ABOUT THIS EXERCISE –
Every line of the data below is to be retyped exactly.

##### DATA FOR ANALYSIS #####

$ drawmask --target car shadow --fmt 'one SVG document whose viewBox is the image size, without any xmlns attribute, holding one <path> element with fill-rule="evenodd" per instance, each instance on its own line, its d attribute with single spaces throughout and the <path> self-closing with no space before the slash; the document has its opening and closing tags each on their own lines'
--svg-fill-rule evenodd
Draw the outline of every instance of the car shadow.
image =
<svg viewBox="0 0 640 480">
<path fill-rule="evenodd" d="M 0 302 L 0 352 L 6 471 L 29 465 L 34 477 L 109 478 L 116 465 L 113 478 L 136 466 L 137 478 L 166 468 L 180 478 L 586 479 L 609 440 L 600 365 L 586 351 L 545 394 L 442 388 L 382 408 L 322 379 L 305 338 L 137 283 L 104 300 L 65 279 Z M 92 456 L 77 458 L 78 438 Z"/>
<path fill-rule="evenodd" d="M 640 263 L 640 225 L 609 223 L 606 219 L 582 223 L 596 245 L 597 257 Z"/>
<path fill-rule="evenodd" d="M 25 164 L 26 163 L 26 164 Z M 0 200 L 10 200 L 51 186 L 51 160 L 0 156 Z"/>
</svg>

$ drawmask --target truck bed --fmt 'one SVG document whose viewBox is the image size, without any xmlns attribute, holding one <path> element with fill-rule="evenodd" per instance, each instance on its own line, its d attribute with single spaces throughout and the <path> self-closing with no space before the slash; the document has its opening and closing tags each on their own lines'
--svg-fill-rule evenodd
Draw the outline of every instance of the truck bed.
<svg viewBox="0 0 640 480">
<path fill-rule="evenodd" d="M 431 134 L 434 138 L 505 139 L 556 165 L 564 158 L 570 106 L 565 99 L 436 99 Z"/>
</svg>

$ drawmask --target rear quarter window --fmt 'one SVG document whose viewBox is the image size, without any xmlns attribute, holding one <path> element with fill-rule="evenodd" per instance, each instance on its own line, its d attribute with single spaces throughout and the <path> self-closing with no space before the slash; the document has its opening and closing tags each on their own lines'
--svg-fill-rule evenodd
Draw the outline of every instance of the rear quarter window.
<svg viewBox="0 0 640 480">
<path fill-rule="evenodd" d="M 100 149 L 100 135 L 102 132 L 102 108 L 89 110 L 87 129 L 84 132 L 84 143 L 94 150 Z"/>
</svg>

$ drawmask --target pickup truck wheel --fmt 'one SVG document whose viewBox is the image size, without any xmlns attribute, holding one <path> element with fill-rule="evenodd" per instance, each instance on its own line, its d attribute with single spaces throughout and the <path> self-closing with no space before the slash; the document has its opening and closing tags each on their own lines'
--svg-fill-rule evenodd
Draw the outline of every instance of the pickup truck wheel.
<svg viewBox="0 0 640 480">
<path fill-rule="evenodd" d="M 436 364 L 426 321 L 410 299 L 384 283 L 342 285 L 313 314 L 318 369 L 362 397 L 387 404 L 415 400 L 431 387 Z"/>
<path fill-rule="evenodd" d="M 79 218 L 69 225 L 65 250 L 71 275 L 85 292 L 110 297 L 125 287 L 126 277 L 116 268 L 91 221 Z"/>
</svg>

#####

SOLVED EXERCISE –
$ drawmask --target car shadow --fmt 'one SVG document whose viewBox is the image size, without any xmlns attribute, holding one <path> element with fill-rule="evenodd" per instance, each instance on its own line, its d attribute with single spaces throughout and the <path> self-closing with no space before the slash; the document has its opening and closing tags each on their own lines'
--svg-fill-rule evenodd
Draw the outline of every instance of the car shadow.
image =
<svg viewBox="0 0 640 480">
<path fill-rule="evenodd" d="M 0 302 L 0 352 L 6 471 L 29 465 L 34 477 L 109 478 L 116 465 L 113 478 L 136 466 L 137 478 L 166 468 L 180 478 L 586 479 L 609 440 L 600 365 L 586 351 L 545 394 L 442 388 L 382 408 L 322 379 L 305 338 L 137 283 L 104 300 L 65 279 Z M 92 456 L 77 458 L 78 438 Z"/>
<path fill-rule="evenodd" d="M 640 263 L 640 225 L 609 223 L 606 219 L 582 223 L 596 245 L 597 257 Z"/>
<path fill-rule="evenodd" d="M 25 164 L 26 163 L 26 164 Z M 0 200 L 10 200 L 51 186 L 51 160 L 0 156 Z"/>
</svg>

$ drawmask --target truck bed --fmt 'one SVG document whose viewBox is the image size, without any xmlns attribute, holding one <path> element with fill-rule="evenodd" per instance, each instance on its own line, its d attribute with single spaces throughout and the <path> self-closing with no space before the slash; the document has its opening and closing tags each on their own lines'
--svg-fill-rule evenodd
Draw the outline of every instance of the truck bed.
<svg viewBox="0 0 640 480">
<path fill-rule="evenodd" d="M 431 134 L 434 138 L 505 139 L 556 165 L 564 158 L 570 106 L 565 99 L 436 99 Z"/>
</svg>

$ drawmask --target rear quarter window --fmt 'one SVG document whose viewBox is the image size, without any xmlns attribute, holding one <path> element with fill-rule="evenodd" per instance, each instance on its own line, its d attribute with single spaces throughout and the <path> self-closing with no space before the slash; the document has its opening and closing tags each on their own lines'
--svg-fill-rule evenodd
Draw the outline of every instance of the rear quarter window.
<svg viewBox="0 0 640 480">
<path fill-rule="evenodd" d="M 100 149 L 100 135 L 102 132 L 102 108 L 89 110 L 87 129 L 84 132 L 84 143 L 94 150 Z"/>
</svg>

$ drawmask --target pickup truck wheel --fmt 'one SVG document whose viewBox is the image size, without any xmlns attribute, holding one <path> element with fill-rule="evenodd" per instance, each instance on its own line, its d attribute with single spaces throughout and the <path> self-closing with no space before the slash; the document has its opening and closing tags each on their own lines'
--svg-fill-rule evenodd
Draw the outline of every instance of the pickup truck wheel.
<svg viewBox="0 0 640 480">
<path fill-rule="evenodd" d="M 436 364 L 426 321 L 410 299 L 384 283 L 342 285 L 313 314 L 318 369 L 362 397 L 387 404 L 415 400 L 431 387 Z"/>
<path fill-rule="evenodd" d="M 79 218 L 69 225 L 65 250 L 71 275 L 85 292 L 110 297 L 125 287 L 126 277 L 116 268 L 91 221 Z"/>
</svg>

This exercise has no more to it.